## Aim 1
Quote the oil thread word for word, everything from "Sent from my" down to "I recall correctly.".
## Aim 2
In the oil thread, what oil and filter were used for the first oil change at 5k miles?

## Selected excerpt
Unless VW actually used a different engine and turbo for the Tiguan vs every other vehicle, that's the right oil for engine longevity

Edit: Apparently it is a new generation but they still call it EA888 https://www.thecarconnection.com/ne...018-volkswagen-tiguans-next-4-cylinder-engine


----------



## Les-star (Jun 27, 2018)

Just wondering what brand and line everyone is using? I'm due for my first oil change and can't find any that meet the requirements in the manual:

VW 508 00

Only ones that pop up for 0W20 are Castrol Edge Professional LL IV Fe and Motul Specific. Both of which are not available locally.

Any alternates? I'm trying to stay with recommendations since this is a financed car. 

Thanks

Sent from my LM-G710 using Tapatalk


----------



## Munnjo (Sep 2, 2018)

The dealership usually sells the Castrol Edge Professional with the VW 508 00 spec. My local dealership only carries it in 1-qt bottles and it was about $12 CAD each if I recall correctly.


----------



## TofuBoyz (Jul 10, 2018)

When I bought the car it came with the paper/ad saying use Castrol Edge, so that’s what I’ll use.


----------



## [email protected]rolSport (Apr 18, 2013)

Completed my first oil change at 5k miles with Redline 0w20 and a Mann filter.


----------



## noreastdub (Aug 6, 2018)

Has anyone found the required spec oil for our tigs available online, or a dealership that ships the oil from orders placed online? How do you all go about maintaining proof that you changed at the correct interval? I spoke to VWoA, they told me to just buy it from vw dealerships and that will give them enough info to know that I changed at the correct intervals. Being that my dealer is 45 minutes away, and twice that when there's traffic, I would rather order online.


----------



## Les-star (Jun 27, 2018)

noreastdub said:


> Has anyone found the required spec oil for our tigs available online, or a dealership that ships the oil from orders placed online? How do you all go about maintaining proof that you changed at the correct interval? I spoke to VWoA, they told me to just buy it from vw dealerships and that will give them enough info to know that I changed at the correct intervals. Being that my dealer is 45 minutes away, and twice that when there's traffic, I would rather order online.


Every online shop has almost a 50% markup on the required 508 specific oils (Motul specific, Castrol professional or LiquiMoly 6200) plus shipping! Probably because it is fairly new.

[Boundary annotation records]
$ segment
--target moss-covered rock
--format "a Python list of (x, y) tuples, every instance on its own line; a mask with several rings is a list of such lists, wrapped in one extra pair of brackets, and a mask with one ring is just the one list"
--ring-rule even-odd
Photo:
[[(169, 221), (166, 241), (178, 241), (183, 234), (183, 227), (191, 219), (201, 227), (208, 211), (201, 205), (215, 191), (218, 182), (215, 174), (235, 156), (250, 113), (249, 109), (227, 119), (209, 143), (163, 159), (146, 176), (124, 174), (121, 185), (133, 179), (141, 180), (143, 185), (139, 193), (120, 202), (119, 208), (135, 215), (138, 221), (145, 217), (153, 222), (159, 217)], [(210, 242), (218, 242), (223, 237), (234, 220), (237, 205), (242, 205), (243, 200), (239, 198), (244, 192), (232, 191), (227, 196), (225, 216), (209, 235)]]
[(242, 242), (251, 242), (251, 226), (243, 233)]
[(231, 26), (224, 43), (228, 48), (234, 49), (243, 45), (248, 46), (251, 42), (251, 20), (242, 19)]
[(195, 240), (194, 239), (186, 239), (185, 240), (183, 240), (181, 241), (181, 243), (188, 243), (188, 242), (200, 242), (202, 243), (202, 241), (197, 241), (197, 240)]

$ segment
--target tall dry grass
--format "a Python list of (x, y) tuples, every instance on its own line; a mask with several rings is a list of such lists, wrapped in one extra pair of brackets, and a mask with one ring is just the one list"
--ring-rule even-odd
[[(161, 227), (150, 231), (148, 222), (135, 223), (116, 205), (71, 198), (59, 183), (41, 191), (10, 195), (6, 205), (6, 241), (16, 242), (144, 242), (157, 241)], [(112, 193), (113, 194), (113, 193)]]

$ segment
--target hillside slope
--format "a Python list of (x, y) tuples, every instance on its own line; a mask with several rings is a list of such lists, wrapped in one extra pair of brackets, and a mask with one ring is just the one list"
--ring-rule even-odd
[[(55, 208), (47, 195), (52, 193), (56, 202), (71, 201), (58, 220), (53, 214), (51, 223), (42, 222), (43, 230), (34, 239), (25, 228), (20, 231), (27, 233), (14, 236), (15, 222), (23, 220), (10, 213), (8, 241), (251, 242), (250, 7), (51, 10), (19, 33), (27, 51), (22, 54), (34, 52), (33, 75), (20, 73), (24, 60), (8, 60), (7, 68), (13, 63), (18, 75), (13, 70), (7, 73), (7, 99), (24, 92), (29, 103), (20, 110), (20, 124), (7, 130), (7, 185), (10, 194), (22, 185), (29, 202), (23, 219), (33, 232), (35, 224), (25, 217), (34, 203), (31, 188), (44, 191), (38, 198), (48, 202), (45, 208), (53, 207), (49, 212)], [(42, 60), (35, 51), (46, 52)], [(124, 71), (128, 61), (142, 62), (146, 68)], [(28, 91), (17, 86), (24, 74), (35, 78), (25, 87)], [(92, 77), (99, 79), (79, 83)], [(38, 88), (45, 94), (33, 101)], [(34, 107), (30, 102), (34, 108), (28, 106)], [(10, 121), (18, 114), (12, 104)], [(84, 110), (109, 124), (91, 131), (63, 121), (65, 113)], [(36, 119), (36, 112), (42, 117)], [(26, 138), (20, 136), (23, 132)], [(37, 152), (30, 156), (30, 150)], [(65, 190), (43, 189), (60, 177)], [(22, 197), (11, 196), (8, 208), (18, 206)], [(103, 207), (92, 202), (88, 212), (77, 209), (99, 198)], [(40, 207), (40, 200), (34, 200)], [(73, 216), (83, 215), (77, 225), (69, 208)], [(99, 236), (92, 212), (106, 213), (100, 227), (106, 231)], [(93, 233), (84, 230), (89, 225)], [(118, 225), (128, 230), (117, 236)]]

## Task response 1
Sent from my LM-G710 using Tapatalk


----------



## Munnjo (Sep 2, 2018)

The dealership usually sells the Castrol Edge Professional with the VW 508 00 spec. My local dealership only carries it in 1-qt bottles and it was about $12 CAD each if I recall correctly.

## Task response 2
Redline 0w20 and a Mann filter.